Task instructions ::
Copy the records below word for word, starting at the line that contains "Crossing-audit request: pin the mountain range" and continuing through the end of the records, with both ends included. Leave the pictures out of your answer.

--- START Extracted data ---

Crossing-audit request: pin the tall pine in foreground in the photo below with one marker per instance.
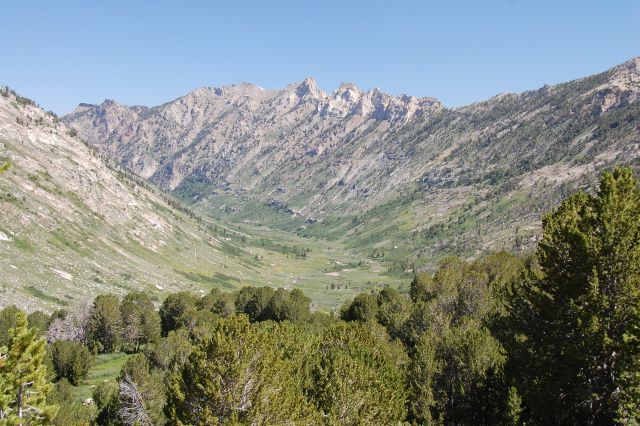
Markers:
(576, 316)
(23, 378)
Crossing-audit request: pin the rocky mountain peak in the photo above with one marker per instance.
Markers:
(308, 88)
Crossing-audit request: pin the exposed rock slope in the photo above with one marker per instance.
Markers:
(500, 162)
(71, 226)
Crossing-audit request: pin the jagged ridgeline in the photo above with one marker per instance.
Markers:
(399, 179)
(73, 225)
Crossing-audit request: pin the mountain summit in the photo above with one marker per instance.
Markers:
(316, 155)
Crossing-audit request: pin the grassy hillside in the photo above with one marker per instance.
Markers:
(73, 226)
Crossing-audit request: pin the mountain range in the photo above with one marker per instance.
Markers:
(395, 177)
(334, 193)
(74, 225)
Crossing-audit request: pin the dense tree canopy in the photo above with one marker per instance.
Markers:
(551, 337)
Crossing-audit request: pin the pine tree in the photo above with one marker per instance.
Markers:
(23, 378)
(576, 347)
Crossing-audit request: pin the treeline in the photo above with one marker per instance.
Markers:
(552, 338)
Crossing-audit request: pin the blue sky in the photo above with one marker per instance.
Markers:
(61, 53)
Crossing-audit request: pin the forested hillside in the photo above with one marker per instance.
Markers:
(394, 177)
(550, 338)
(73, 225)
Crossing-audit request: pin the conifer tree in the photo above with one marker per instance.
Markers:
(576, 318)
(23, 378)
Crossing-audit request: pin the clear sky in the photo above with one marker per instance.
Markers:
(61, 53)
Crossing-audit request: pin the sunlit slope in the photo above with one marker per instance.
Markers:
(72, 226)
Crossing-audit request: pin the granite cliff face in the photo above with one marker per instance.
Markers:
(444, 176)
(73, 225)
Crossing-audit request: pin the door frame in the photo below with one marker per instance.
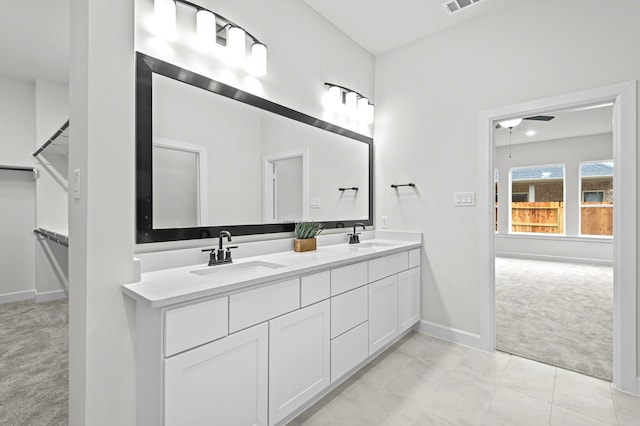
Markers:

--- END Extracted data ---

Reply ::
Crossing-audit request: pin the mountain range in the photo above with one marker per instance.
Markers:
(395, 177)
(334, 193)
(74, 225)
Crossing-audit request: pin the dense tree canopy in the photo above with one marker per instance.
Markers:
(551, 337)
Crossing-audit request: pin the pine tree in the photo above with one marker per instance.
Markers:
(23, 378)
(576, 347)
Crossing-audit request: pin the treeline in the photo above with one marker per instance.
Markers:
(552, 338)
Crossing-audit request: pin the blue sky in the photo above with one marker per instance.
Markers:
(61, 53)
Crossing-audit request: pin the forested hillside in the photo above with one marker per instance.
Markers:
(394, 177)
(550, 338)
(73, 225)
Crossing-audit request: pin the conifer tree in the photo above with one marker per instance.
Markers:
(576, 318)
(23, 378)
Crossing-audit request: pin the clear sky in the photo above with one marker per instance.
Markers:
(61, 53)
Crossing-audit request: pin the sunlit slope in the photo above with one marker per instance.
Markers:
(72, 226)
Crossing-audit request: pin the granite cliff face in the photo above with one marker per instance.
Markers:
(444, 176)
(73, 225)
Crossing-audit request: pin the door frame in the photo below with one marker per instance.
Markers:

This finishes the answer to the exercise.